Set exercise 1 - In the Frijs biography, what school did Frijs graduate from in 1835?
Set exercise 2 - Please transcribe the stretch of the Frijs biography from "Christian Emil Krag-Juel-Vind-Frijs" through "cand.jur. in 1842.".

Text block -
Christian Emil Krag-Juel-Vind-Frijs (8 December 1817 – 12 October 1896) was a Danish nobleman and politician. He was Council President of Denmark from 1865 to 1870 as the leader of the Frijs Cabinet.

Biography
Frijs graduated from Sorø Academy in 1835, thereby achieving his studentereksamen. He went on to study law, graduating cand.jur. in 1842.

Being the wealthiest large squire of Denmark and personally honoured by his peasants Frijs played a role in politics from the 1850s. During the internal debate about a new constitution after the 1864-war he was appointed prime minister in 1865 inaugurating the rule of the conservative party Højre that lasted until 1901 His cabinet was expected to widen the influence also of the farmers disappointed by the issuing of the conservative 1866-constitution but was besides marked by a beginning reclaiming of the moors and by railroad-founding. After his retreat in 1870 he led the negotiations with the French preventing a Danish participation in the Franco-Prussian War. He left politics 1880.

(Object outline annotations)

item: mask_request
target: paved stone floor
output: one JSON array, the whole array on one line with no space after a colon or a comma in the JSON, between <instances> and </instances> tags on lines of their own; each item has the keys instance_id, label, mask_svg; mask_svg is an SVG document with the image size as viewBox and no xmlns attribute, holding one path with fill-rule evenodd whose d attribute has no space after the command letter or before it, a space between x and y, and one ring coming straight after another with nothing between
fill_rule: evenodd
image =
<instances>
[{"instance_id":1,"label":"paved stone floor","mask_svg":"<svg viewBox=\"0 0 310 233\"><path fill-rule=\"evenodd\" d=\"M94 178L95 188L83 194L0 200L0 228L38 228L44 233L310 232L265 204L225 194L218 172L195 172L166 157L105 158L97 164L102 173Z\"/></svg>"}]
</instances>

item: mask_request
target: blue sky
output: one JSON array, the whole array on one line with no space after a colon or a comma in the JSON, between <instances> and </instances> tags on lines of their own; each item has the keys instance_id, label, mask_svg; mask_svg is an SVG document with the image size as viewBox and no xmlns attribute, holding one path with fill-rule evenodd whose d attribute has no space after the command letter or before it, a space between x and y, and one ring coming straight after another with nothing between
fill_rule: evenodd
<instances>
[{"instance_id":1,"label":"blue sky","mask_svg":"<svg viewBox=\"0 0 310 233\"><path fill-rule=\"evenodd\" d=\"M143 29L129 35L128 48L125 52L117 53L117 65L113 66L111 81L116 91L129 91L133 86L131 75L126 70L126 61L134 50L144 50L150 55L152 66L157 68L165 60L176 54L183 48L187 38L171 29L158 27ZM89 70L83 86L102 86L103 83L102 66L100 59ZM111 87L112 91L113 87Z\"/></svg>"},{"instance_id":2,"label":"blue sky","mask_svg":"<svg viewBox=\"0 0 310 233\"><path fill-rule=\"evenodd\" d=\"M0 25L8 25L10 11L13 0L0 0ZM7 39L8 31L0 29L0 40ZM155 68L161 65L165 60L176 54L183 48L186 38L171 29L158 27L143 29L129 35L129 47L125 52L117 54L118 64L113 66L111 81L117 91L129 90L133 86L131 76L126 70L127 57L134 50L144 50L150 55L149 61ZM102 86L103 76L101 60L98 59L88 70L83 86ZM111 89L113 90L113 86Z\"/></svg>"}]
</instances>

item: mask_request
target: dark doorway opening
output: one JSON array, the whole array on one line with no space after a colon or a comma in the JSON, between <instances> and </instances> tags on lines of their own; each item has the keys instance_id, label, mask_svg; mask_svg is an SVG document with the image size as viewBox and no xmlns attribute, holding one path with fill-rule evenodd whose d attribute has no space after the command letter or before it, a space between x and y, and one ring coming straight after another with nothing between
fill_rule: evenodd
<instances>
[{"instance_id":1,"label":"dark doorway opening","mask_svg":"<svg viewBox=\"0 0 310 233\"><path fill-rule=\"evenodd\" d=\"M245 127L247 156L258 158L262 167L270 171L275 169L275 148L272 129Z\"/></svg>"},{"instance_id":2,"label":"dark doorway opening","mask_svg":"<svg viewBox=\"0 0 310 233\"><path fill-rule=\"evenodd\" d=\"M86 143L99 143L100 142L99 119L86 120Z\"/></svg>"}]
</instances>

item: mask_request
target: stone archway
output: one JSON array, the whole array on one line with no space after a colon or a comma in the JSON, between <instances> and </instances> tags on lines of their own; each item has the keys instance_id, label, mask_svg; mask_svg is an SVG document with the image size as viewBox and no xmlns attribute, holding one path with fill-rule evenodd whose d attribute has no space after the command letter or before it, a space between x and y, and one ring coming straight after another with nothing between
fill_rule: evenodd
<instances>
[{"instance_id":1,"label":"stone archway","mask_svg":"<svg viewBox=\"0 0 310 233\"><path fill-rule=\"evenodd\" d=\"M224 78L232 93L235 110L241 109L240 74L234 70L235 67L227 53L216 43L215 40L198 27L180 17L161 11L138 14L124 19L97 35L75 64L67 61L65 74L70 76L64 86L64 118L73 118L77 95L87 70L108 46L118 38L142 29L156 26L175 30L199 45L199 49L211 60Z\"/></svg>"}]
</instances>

* * *

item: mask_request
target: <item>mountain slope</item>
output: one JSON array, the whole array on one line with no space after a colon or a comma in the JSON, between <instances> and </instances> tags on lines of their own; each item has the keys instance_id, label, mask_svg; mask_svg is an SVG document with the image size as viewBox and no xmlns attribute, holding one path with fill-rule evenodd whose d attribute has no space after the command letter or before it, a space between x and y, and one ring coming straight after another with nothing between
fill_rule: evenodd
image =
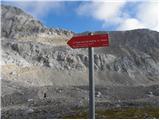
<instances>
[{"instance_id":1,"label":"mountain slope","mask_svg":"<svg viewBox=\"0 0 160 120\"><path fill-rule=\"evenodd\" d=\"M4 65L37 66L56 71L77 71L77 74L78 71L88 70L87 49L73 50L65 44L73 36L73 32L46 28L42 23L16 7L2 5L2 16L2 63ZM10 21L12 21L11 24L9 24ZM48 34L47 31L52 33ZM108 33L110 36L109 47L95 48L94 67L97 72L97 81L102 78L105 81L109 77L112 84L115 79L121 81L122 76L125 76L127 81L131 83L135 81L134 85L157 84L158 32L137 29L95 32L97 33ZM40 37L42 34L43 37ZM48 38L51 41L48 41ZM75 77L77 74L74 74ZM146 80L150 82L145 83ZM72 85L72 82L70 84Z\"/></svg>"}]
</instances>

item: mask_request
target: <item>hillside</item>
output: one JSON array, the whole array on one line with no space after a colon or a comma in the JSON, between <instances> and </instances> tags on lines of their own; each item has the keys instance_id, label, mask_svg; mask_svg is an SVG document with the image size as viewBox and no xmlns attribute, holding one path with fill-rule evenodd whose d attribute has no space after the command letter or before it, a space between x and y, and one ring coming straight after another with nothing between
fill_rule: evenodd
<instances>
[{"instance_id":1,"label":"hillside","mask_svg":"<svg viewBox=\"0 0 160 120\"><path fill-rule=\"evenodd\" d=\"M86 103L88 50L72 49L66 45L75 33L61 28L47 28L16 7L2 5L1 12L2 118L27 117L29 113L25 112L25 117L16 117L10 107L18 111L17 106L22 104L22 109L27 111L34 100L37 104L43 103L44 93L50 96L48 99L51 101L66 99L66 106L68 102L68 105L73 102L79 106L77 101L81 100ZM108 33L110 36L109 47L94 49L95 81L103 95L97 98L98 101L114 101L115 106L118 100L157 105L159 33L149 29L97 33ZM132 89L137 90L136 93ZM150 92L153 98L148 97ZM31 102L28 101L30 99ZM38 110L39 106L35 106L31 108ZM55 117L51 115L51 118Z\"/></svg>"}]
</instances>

---

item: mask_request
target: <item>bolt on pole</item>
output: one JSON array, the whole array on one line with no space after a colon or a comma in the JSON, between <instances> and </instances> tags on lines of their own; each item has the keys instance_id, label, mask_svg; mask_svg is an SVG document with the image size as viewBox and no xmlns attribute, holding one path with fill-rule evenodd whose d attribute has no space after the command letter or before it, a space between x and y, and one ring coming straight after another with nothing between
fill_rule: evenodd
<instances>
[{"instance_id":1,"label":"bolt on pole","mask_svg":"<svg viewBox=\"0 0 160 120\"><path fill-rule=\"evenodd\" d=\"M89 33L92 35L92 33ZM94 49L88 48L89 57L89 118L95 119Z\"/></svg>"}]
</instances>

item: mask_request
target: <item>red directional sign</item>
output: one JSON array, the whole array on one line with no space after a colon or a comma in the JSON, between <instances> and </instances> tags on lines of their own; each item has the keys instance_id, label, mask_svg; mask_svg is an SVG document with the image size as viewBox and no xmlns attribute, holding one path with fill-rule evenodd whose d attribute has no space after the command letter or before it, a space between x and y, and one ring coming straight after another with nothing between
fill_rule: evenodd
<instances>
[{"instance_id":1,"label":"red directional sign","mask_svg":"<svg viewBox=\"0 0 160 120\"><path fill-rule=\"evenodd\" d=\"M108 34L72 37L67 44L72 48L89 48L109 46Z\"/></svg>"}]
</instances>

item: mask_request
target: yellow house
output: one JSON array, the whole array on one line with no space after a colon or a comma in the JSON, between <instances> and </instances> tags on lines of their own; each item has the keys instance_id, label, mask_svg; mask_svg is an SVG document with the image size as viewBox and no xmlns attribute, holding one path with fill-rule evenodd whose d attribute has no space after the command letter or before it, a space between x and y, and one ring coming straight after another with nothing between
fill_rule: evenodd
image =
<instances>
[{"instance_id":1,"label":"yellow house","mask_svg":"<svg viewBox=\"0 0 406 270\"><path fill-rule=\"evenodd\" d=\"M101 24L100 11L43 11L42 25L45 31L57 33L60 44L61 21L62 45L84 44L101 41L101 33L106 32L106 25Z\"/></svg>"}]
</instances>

Correct output 1 - Sorø Academy

Correct output 2 -
Christian Emil Krag-Juel-Vind-Frijs (8 December 1817 – 12 October 1896) was a Danish nobleman and politician. He was Council President of Denmark from 1865 to 1870 as the leader of the Frijs Cabinet.

Biography
Frijs graduated from Sorø Academy in 1835, thereby achieving his studentereksamen. He went on to study law, graduating cand.jur. in 1842.